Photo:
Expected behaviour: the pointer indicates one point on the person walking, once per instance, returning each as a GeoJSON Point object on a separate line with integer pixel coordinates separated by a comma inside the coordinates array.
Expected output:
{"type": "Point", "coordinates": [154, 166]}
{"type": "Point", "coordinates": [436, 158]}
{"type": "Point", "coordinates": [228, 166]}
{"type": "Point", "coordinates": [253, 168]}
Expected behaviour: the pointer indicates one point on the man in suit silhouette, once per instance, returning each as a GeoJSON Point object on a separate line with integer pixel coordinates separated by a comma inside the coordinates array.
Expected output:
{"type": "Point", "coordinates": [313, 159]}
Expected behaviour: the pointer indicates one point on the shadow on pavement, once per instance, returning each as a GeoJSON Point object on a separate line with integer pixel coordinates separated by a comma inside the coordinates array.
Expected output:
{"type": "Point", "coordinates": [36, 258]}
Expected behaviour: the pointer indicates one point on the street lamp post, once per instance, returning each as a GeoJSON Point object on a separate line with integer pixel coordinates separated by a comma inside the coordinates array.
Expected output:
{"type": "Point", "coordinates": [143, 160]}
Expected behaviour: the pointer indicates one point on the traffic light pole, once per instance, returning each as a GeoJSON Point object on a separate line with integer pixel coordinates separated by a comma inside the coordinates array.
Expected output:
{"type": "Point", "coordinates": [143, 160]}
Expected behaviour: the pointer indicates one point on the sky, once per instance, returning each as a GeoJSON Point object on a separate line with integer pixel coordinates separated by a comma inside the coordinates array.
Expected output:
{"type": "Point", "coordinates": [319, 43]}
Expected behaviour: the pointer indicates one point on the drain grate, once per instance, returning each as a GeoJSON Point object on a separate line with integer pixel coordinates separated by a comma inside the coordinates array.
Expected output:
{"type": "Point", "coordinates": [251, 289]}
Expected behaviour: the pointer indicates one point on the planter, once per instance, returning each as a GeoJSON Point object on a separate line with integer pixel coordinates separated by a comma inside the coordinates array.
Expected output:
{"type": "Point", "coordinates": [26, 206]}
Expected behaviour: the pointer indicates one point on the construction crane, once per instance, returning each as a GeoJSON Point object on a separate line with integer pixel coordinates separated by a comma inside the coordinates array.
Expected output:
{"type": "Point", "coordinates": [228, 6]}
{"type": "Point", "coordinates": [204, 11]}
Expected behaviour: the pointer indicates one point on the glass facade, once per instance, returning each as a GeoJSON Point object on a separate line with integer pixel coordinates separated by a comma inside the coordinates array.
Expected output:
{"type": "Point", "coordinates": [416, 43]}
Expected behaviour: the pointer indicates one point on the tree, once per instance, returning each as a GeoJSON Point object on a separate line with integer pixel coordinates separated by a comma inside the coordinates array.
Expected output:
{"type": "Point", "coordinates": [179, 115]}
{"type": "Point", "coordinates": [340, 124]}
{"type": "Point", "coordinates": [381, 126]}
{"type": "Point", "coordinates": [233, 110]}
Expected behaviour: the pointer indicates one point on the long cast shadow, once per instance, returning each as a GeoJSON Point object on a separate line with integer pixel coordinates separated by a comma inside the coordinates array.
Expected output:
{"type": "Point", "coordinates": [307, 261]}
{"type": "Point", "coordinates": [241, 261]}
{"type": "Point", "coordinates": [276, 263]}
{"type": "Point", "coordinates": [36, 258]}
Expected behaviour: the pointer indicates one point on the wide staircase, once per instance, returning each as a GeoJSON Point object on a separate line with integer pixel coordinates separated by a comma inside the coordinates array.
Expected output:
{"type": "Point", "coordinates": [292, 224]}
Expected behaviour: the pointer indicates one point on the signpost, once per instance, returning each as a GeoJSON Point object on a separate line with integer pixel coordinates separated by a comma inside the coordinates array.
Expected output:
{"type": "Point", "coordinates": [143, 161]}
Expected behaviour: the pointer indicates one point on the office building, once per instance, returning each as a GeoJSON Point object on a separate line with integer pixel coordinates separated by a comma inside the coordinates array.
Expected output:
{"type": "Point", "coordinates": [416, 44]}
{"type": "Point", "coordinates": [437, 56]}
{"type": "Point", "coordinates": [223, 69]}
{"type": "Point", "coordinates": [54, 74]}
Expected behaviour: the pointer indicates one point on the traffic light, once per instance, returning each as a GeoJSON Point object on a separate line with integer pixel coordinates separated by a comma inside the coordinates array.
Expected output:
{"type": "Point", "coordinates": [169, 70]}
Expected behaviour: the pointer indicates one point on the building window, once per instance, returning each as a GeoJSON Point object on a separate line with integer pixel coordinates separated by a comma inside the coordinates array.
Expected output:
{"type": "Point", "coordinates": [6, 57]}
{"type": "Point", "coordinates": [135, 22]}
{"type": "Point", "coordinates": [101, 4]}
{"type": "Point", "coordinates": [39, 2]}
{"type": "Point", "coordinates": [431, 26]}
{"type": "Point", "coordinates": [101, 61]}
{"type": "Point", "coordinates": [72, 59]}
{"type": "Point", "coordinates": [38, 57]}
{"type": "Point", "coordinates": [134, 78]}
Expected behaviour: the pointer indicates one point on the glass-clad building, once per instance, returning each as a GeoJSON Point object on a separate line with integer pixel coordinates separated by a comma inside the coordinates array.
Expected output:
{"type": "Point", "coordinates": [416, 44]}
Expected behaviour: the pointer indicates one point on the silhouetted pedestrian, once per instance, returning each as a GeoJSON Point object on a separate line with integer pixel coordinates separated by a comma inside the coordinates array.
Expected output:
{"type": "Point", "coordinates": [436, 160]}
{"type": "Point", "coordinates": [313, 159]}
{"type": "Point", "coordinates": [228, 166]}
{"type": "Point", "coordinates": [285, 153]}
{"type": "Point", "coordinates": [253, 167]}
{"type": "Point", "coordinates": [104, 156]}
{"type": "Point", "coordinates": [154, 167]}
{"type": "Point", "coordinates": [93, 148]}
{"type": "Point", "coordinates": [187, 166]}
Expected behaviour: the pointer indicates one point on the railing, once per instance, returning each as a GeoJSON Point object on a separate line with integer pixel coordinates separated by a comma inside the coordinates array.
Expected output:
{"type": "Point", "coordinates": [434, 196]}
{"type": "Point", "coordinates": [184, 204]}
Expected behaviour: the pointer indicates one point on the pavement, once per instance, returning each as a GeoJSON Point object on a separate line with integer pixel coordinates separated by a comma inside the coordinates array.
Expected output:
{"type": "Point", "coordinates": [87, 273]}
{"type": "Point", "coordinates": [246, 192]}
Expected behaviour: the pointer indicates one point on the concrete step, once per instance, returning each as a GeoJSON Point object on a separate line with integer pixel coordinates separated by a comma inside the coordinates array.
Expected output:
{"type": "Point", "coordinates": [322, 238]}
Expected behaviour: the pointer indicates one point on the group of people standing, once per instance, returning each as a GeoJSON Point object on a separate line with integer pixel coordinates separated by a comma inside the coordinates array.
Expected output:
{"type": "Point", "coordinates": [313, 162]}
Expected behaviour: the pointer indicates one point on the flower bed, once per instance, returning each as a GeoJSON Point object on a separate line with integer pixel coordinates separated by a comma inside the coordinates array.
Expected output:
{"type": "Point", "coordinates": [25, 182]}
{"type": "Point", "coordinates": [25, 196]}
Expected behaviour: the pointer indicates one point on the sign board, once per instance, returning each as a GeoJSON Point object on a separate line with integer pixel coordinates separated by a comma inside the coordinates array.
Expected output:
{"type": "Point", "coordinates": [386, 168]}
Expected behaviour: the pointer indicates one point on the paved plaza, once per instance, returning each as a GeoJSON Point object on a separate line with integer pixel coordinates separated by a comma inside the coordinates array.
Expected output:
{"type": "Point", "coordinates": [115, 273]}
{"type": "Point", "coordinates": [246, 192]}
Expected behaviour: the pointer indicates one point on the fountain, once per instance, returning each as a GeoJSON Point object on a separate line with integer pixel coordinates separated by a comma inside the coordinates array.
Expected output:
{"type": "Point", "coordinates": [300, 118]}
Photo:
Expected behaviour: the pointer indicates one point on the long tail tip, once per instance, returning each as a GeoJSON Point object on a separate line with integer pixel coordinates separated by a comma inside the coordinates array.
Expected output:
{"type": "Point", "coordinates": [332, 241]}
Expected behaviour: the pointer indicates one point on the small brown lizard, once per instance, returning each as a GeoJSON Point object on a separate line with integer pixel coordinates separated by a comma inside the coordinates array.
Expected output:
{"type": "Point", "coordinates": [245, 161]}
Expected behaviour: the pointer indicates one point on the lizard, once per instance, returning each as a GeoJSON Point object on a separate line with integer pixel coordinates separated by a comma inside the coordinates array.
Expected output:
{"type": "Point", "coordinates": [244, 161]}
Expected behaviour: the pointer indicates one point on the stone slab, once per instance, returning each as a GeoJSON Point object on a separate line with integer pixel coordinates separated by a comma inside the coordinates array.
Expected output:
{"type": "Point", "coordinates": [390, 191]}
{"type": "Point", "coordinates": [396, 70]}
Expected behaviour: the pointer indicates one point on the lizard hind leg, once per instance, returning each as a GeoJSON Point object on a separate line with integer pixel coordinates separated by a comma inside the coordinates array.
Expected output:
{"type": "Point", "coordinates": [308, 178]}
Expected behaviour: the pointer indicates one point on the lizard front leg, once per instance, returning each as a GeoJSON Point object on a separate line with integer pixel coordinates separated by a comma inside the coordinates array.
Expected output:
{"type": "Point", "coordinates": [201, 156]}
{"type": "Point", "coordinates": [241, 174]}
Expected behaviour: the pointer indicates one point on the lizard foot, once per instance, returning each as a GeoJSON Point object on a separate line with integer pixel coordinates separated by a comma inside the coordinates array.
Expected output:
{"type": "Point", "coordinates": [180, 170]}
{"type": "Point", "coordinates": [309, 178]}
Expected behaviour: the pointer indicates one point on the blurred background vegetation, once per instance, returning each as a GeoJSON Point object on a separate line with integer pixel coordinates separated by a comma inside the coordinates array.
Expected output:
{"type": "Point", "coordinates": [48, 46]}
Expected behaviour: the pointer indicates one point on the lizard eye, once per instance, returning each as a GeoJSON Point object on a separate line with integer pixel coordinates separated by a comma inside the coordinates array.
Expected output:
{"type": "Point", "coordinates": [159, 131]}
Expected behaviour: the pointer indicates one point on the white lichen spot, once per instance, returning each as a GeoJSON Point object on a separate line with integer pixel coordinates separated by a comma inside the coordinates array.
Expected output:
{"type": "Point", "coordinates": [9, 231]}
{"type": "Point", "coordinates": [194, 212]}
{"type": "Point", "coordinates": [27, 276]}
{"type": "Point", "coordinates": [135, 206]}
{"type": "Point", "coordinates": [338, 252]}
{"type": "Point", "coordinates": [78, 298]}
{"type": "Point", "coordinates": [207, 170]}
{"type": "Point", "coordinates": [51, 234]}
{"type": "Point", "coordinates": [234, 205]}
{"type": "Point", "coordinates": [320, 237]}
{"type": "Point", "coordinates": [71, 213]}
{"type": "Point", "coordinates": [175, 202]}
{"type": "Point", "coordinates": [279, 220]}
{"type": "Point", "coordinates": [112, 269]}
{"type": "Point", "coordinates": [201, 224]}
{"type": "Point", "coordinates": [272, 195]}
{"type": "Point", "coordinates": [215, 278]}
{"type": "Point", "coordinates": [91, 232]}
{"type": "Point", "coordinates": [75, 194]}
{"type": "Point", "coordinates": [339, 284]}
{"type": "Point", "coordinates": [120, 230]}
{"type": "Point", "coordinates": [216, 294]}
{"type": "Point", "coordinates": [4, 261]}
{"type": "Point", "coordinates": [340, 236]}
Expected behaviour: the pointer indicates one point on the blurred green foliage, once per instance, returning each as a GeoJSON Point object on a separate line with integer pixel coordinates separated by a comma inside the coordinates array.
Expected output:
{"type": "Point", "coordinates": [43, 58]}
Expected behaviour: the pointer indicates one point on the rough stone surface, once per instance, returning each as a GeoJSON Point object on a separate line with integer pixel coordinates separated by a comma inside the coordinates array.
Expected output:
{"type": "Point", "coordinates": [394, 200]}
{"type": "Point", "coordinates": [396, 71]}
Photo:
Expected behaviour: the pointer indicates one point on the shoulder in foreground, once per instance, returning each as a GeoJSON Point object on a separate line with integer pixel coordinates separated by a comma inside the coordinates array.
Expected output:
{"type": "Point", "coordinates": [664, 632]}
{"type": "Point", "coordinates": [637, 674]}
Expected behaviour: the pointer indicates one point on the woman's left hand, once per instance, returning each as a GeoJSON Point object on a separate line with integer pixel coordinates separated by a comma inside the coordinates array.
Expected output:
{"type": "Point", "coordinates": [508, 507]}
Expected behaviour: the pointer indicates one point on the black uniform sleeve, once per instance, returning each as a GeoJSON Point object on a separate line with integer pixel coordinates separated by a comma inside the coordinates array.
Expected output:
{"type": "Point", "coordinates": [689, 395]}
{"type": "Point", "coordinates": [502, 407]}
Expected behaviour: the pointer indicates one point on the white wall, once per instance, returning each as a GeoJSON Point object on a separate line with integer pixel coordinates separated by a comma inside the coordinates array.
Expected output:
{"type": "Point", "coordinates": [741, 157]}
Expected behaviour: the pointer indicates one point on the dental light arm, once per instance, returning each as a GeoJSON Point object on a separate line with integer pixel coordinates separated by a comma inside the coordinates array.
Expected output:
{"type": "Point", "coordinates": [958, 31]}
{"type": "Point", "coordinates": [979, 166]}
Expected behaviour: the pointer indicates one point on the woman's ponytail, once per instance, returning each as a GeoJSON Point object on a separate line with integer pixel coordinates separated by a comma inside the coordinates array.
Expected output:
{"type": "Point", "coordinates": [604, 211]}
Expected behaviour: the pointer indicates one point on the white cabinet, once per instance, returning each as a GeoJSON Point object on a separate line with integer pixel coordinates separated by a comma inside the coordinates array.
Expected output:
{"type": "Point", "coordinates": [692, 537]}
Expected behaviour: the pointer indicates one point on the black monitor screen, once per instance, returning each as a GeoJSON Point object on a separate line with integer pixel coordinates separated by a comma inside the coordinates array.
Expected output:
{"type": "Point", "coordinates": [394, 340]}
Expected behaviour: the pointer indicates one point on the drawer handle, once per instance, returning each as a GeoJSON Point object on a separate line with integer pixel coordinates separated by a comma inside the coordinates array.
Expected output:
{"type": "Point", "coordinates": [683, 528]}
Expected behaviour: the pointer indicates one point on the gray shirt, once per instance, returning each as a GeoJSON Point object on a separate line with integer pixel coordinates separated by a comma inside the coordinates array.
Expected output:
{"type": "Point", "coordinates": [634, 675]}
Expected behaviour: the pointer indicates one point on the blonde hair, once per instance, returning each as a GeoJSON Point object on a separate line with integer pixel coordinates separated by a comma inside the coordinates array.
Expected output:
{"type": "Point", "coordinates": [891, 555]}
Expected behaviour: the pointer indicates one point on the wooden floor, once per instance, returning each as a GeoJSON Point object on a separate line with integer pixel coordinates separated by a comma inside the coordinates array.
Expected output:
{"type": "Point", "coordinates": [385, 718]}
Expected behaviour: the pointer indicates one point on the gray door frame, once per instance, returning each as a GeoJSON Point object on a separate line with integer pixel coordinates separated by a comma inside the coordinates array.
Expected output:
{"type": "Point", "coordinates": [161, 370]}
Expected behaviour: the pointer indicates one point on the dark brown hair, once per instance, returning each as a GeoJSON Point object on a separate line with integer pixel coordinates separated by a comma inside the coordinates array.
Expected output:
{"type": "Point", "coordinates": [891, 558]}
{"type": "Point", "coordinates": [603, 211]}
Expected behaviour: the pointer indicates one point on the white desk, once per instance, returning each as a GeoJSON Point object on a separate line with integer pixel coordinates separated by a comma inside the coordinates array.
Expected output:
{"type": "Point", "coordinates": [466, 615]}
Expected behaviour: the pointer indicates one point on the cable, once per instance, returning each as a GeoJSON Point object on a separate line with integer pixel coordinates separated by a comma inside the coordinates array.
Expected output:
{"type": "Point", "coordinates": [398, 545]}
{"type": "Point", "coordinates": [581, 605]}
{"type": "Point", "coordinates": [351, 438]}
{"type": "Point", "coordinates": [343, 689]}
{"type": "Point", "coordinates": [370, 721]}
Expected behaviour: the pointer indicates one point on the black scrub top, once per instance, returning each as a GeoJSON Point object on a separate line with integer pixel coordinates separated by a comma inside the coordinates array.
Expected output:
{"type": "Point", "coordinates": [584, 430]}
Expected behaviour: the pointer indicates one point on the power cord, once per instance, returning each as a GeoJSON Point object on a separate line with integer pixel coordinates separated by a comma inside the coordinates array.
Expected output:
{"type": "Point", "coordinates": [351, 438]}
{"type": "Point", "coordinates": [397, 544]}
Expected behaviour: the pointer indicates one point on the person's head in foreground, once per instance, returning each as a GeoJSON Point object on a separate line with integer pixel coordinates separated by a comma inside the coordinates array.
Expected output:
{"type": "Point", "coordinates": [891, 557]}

****************

Given task: Reproduce, word for word, only the lines from the one that contains "the black scrub" through the final line.

Task output:
Expected behaviour: the pointer indicates one point on the black scrub top, once per instance, returning each as a GeoJSON Point object on a separate line with integer pixel coordinates separated by a comma inside the coordinates array.
Expected output:
{"type": "Point", "coordinates": [584, 430]}
Expected behaviour: the pointer indicates one point on the power cord, once per instance, returning each as a GeoJSON Point object on a separate line with integer pixel coordinates separated by a comma inside the coordinates array.
Expected output:
{"type": "Point", "coordinates": [351, 438]}
{"type": "Point", "coordinates": [397, 544]}
Expected behaviour: the pointer indicates one point on the person's head in foreground, once per instance, returning each as a GeoJSON Point object on a separate line with integer pixel coordinates separated by a comma inside the coordinates array.
Expected output:
{"type": "Point", "coordinates": [891, 557]}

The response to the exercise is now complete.